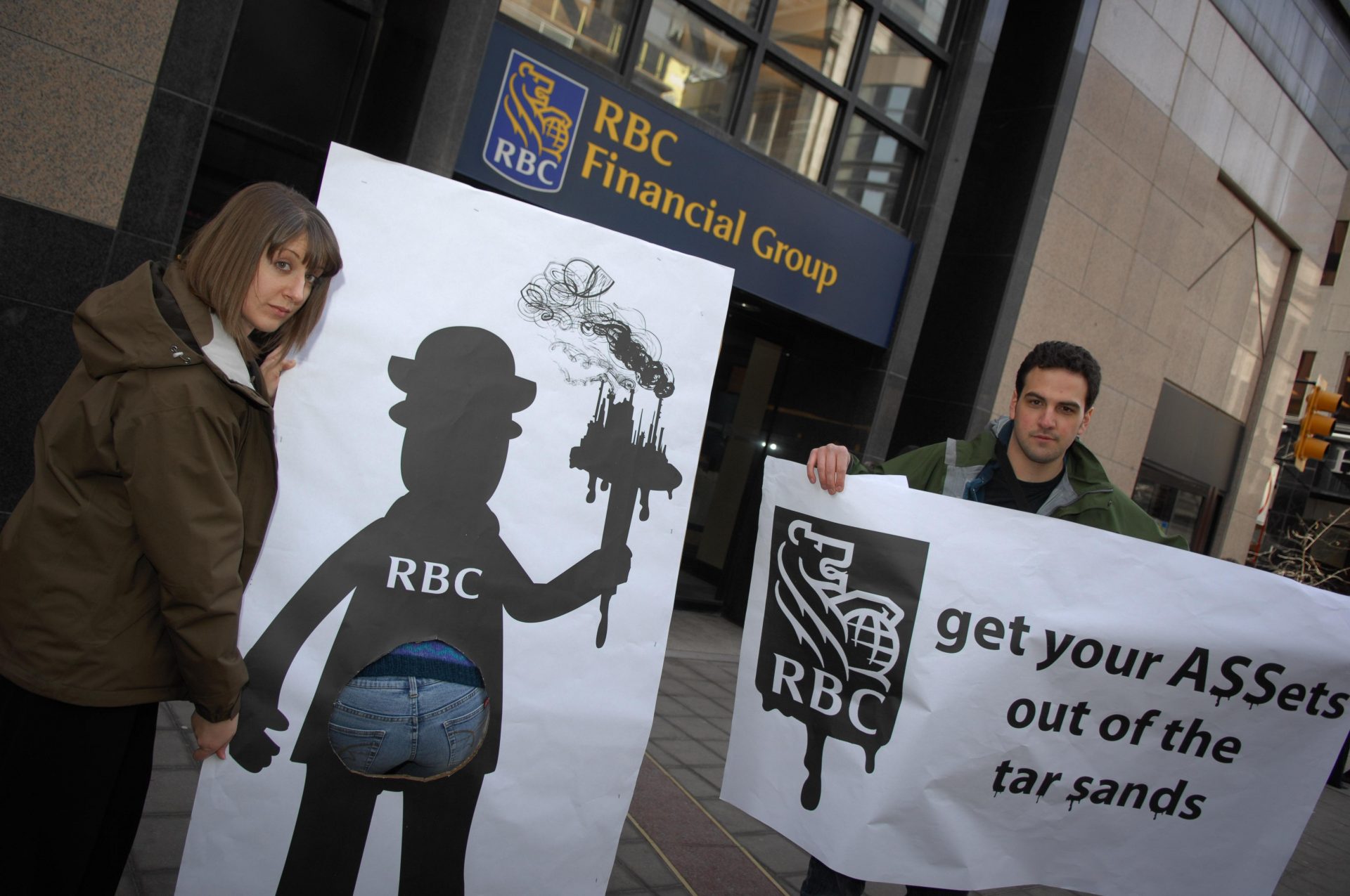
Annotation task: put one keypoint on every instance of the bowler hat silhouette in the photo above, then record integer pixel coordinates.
(456, 368)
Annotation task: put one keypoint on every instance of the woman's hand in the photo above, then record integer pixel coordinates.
(271, 370)
(212, 737)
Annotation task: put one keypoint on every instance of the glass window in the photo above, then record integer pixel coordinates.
(744, 10)
(689, 63)
(790, 122)
(874, 168)
(591, 27)
(895, 79)
(925, 15)
(820, 33)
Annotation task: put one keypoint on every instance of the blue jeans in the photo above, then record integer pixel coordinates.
(406, 727)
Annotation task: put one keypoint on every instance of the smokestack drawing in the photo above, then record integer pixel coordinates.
(625, 457)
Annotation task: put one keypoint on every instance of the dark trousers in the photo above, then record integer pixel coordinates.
(75, 786)
(823, 880)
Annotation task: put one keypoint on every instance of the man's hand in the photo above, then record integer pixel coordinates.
(212, 737)
(271, 370)
(828, 465)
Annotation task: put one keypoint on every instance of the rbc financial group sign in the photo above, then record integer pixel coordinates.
(546, 130)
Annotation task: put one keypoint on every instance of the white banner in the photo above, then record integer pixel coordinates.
(497, 403)
(940, 693)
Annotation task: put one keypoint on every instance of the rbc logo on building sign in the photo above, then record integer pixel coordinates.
(534, 124)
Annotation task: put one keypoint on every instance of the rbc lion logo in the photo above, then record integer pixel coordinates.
(839, 618)
(534, 124)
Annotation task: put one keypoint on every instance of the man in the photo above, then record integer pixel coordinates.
(1029, 460)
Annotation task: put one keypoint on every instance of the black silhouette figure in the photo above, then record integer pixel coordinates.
(434, 567)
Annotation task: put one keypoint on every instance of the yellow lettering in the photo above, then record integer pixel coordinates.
(763, 253)
(609, 115)
(828, 274)
(657, 145)
(635, 135)
(591, 152)
(632, 180)
(651, 195)
(666, 205)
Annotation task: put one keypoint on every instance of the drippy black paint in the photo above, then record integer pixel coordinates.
(839, 617)
(629, 462)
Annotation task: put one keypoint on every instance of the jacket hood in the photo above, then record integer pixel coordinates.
(149, 320)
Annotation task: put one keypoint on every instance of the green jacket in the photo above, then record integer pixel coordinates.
(1086, 494)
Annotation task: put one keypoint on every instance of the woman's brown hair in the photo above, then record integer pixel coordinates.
(221, 261)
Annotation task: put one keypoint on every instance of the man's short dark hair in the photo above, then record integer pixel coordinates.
(1056, 355)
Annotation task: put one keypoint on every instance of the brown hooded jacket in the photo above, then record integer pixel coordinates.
(123, 566)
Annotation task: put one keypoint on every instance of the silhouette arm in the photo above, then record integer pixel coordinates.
(598, 573)
(270, 659)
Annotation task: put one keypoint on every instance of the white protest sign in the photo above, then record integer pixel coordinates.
(940, 693)
(497, 403)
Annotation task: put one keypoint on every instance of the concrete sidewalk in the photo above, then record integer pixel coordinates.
(679, 837)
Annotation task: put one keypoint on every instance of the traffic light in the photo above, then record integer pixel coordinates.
(1316, 425)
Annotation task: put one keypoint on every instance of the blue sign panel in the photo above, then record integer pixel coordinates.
(534, 124)
(548, 131)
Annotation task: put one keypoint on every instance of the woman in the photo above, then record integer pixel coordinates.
(122, 567)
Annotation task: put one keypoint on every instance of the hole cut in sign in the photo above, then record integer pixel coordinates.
(419, 713)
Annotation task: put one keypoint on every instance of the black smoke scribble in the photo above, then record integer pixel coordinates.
(567, 297)
(629, 462)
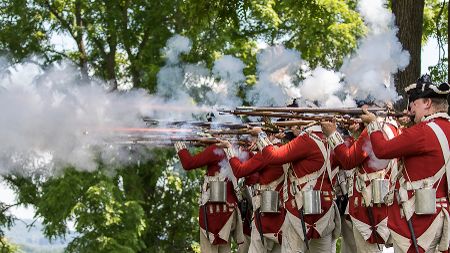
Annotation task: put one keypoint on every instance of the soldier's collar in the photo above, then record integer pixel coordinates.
(435, 116)
(314, 128)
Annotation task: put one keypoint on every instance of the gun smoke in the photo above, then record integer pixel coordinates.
(52, 118)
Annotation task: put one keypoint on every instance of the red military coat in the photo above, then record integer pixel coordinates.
(218, 214)
(270, 222)
(358, 155)
(306, 158)
(421, 152)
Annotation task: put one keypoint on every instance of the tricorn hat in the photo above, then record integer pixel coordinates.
(424, 88)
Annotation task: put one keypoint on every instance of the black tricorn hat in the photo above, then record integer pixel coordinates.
(424, 88)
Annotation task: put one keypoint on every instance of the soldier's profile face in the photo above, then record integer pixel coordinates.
(418, 108)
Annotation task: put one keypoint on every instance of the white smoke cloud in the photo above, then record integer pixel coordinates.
(369, 72)
(321, 86)
(176, 46)
(277, 67)
(189, 83)
(46, 115)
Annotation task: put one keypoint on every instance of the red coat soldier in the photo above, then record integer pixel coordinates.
(266, 226)
(419, 215)
(307, 224)
(366, 208)
(218, 220)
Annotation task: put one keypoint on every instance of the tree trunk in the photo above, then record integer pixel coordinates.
(409, 20)
(79, 39)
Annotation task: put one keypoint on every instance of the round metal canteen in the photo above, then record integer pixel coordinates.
(269, 202)
(342, 183)
(380, 188)
(218, 191)
(425, 202)
(311, 202)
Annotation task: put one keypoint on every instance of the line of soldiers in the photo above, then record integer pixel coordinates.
(395, 179)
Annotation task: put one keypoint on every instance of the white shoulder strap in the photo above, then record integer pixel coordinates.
(326, 155)
(444, 147)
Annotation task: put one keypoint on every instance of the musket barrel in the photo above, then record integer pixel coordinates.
(348, 110)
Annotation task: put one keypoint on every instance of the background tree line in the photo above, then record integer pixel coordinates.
(151, 207)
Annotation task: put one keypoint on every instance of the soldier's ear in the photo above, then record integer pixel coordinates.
(428, 103)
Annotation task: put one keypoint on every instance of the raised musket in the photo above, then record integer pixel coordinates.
(205, 220)
(342, 111)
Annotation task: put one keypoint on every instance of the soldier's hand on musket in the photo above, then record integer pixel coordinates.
(280, 135)
(368, 117)
(255, 130)
(296, 130)
(405, 120)
(328, 127)
(224, 144)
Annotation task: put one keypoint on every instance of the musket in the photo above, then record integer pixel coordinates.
(205, 220)
(287, 115)
(202, 124)
(347, 110)
(168, 141)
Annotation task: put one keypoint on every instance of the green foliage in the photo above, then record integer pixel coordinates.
(323, 31)
(6, 246)
(142, 208)
(436, 26)
(152, 206)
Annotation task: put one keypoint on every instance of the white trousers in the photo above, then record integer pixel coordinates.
(256, 245)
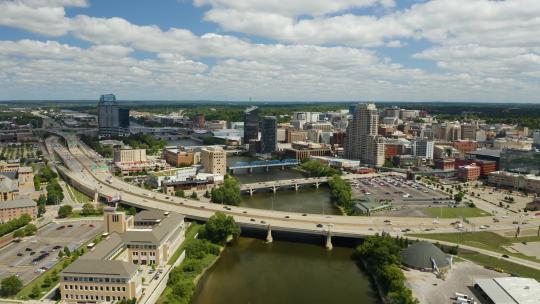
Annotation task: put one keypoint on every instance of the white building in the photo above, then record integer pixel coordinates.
(423, 147)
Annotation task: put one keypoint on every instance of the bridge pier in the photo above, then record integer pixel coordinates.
(328, 241)
(269, 238)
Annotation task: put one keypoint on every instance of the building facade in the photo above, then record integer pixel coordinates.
(269, 134)
(127, 156)
(251, 124)
(13, 209)
(423, 147)
(112, 121)
(362, 141)
(179, 157)
(214, 160)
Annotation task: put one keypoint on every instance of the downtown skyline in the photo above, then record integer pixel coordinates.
(379, 50)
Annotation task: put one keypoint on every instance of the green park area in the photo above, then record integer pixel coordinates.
(501, 264)
(449, 212)
(483, 240)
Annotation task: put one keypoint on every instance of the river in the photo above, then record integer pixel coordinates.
(308, 200)
(252, 271)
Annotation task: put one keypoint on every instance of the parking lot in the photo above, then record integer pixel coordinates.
(407, 197)
(31, 256)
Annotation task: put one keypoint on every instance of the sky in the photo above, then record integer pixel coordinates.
(271, 50)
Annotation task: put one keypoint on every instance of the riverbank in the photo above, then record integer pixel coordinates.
(185, 277)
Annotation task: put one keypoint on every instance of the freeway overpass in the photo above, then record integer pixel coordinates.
(78, 160)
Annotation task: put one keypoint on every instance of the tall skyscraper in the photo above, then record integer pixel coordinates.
(269, 134)
(361, 140)
(198, 121)
(112, 120)
(251, 124)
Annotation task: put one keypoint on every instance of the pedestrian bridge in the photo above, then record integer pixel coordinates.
(267, 164)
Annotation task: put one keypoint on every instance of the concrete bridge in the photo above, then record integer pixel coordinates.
(267, 164)
(274, 186)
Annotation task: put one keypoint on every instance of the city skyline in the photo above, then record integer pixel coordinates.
(350, 50)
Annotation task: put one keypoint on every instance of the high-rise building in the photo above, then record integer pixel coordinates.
(362, 141)
(214, 160)
(198, 121)
(423, 147)
(112, 120)
(269, 134)
(536, 139)
(251, 124)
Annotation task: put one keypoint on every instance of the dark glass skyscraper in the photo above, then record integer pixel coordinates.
(112, 120)
(251, 124)
(269, 134)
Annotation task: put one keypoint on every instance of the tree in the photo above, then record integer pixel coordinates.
(36, 292)
(88, 209)
(67, 252)
(341, 192)
(37, 183)
(41, 210)
(180, 193)
(10, 286)
(219, 227)
(228, 193)
(458, 197)
(65, 211)
(55, 194)
(19, 233)
(46, 282)
(30, 229)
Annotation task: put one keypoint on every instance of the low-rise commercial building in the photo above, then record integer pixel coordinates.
(127, 156)
(445, 164)
(13, 209)
(214, 160)
(469, 173)
(110, 271)
(179, 157)
(303, 150)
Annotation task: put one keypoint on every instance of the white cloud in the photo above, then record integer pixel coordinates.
(484, 50)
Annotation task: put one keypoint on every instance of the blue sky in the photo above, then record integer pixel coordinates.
(323, 50)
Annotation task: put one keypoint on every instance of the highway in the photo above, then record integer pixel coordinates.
(80, 159)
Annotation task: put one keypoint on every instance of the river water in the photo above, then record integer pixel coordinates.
(253, 272)
(305, 200)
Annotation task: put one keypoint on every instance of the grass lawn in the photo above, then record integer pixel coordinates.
(449, 212)
(24, 294)
(502, 264)
(190, 234)
(482, 239)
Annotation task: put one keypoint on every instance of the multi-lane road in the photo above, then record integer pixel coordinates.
(80, 163)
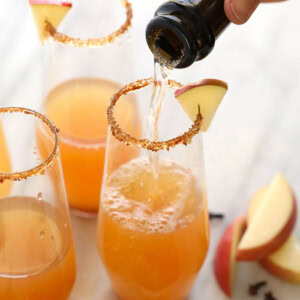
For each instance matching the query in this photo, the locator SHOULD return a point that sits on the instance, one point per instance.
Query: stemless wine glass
(153, 222)
(81, 76)
(37, 259)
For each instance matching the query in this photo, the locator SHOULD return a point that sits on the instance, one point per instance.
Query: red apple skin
(264, 251)
(224, 266)
(192, 85)
(50, 2)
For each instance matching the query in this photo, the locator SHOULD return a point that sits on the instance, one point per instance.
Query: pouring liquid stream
(161, 77)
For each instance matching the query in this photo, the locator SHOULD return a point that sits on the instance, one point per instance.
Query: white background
(256, 131)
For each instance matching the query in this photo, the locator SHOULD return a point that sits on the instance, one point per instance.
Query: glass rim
(93, 42)
(119, 134)
(38, 169)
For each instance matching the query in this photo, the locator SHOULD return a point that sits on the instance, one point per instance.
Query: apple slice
(207, 93)
(272, 224)
(285, 262)
(255, 203)
(224, 262)
(52, 11)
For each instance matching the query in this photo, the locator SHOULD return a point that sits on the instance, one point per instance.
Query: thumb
(239, 11)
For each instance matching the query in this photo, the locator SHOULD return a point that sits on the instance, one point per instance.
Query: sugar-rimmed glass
(81, 76)
(37, 259)
(153, 222)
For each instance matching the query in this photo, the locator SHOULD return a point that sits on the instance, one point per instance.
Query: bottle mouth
(170, 43)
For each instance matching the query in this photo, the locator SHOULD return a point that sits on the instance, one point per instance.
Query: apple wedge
(272, 223)
(255, 203)
(207, 93)
(224, 261)
(285, 262)
(52, 11)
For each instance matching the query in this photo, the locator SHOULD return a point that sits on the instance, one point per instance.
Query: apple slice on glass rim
(52, 11)
(206, 94)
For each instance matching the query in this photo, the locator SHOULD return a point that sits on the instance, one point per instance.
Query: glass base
(83, 214)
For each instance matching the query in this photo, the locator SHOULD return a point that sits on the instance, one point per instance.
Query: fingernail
(243, 9)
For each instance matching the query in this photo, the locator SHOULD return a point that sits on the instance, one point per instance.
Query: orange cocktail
(152, 230)
(36, 254)
(78, 107)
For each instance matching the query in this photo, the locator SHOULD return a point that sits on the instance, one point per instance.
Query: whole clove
(254, 288)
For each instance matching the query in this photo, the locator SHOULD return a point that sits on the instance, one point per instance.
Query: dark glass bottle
(184, 31)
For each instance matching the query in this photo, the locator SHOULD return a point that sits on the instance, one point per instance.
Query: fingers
(239, 11)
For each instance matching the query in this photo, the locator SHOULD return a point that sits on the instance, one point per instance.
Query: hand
(239, 11)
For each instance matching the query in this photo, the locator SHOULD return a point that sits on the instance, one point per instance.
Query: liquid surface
(36, 251)
(78, 108)
(145, 225)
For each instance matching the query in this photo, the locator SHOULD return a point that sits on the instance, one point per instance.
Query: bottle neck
(214, 13)
(183, 32)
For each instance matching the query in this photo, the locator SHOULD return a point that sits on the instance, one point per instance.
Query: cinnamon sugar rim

* * * * * * *

→ **Written instruction**
How many lines of the data above contain the word "skyline"? Give only the number.

→ **Task response**
2